* TEXT TO READ *
What Love did during the interwar years up to 1941 is a mystery. His autobiography doesn’t say, but other documents seem to indicate that he remained politically active, particularly in the Veterans of the Abraham Lincoln Brigade (VALB). The attack on Pearl Harbor made him enlist in the U.S. army where his experience in Spain was both valued and feared in light of its connections to communism. Although by this time the FBI and the House of Un-American Activities Committee had started to investigate him, Love fought overseas in the U.K and on D-Day at Utah Beach. At his return to the U.S., accelerated by a back injury, Love faced the harsh persecution of his communist ideals under McCarthyism.

Newspaper article about veterans of the war featuring Vaughn Love (top, middle)

Not much is said in A Closer Look  about what Vaughn Love did after fighting in World War II. From interviews and personal correspondence it’s clear that he continued to work in the VALB organization, helping historians and fellow veterans to research and publish different works about the brigade. Sometime in the late 70s Love would start writing his autobiography A Closer Look, that for the next decade up until his death in 1990 he, unsuccessfully, tried to get published.

Love’s autobiography reveals the complex story of an individual in the midst of the anti-fascist internationalist struggle of the 1930s and the liberal backlash of the 1970s and 1980s. Nevertheless, Love remained a committed activist who opposed war, fascism and defended a world where all humans could live in harmony. That’s why there is no better way to end this blog series and to commemorate his life by quoting a poem he wrote for the last page of his book:

“For the world to survive
We must have peace.

* DIRECTIVES *
A: According to the text about Vaughn Love, where did he fight on D-Day?
B: Reproduce the text about Vaughn Love word for word from "Love’s autobiography reveals" to "must have peace.".
C: Resume the text about Vaughn Love from its final sentence onward.
The lines that follow are taken from a different source than the text about Vaughn Love.

* GIVEN DATA *
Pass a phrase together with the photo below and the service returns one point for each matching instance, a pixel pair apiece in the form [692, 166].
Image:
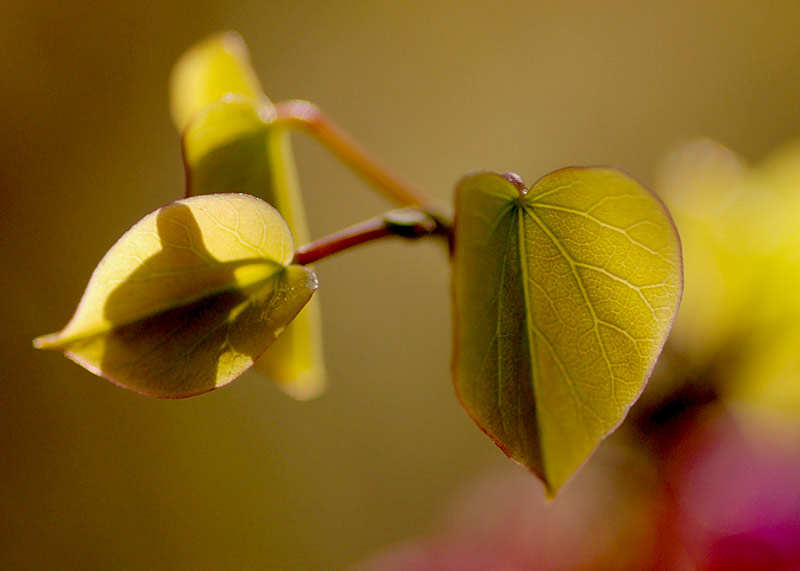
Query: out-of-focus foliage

* REPLIES *
A: At Utah Beach.

B:
Love’s autobiography reveals the complex story of an individual in the midst of the anti-fascist internationalist struggle of the 1930s and the liberal backlash of the 1970s and 1980s. Nevertheless, Love remained a committed activist who opposed war, fascism and defended a world where all humans could live in harmony. That’s why there is no better way to end this blog series and to commemorate his life by quoting a poem he wrote for the last page of his book:

“For the world to survive
We must have peace.

C:
For peace to endure
We must have justice.
But justice means sharing
With all the world
All the benefits and comforts
And the burdens as well.”

Dario Graziano from Spain is a student in Transatlantic Studies at Radboud University. He has previously completed a master in American Studies in the University of Amsterdam and bachelor in History at the University of Zaragoza. During his bachelor years, he also had the chance to study abroad in countries such as the U.S., Italy or Romania, which have made him specially interested in transnational movements and perspectives. His main research interest are the African Americans who fought in the Abraham Lincoln Brigade during the Spanish Civil War. Recently, he published a blog about this topic on lavozdelbrigadista.com (in Spanish). To contact Dario about this thesis or research materials send an email to: dariofg007@gmail.com.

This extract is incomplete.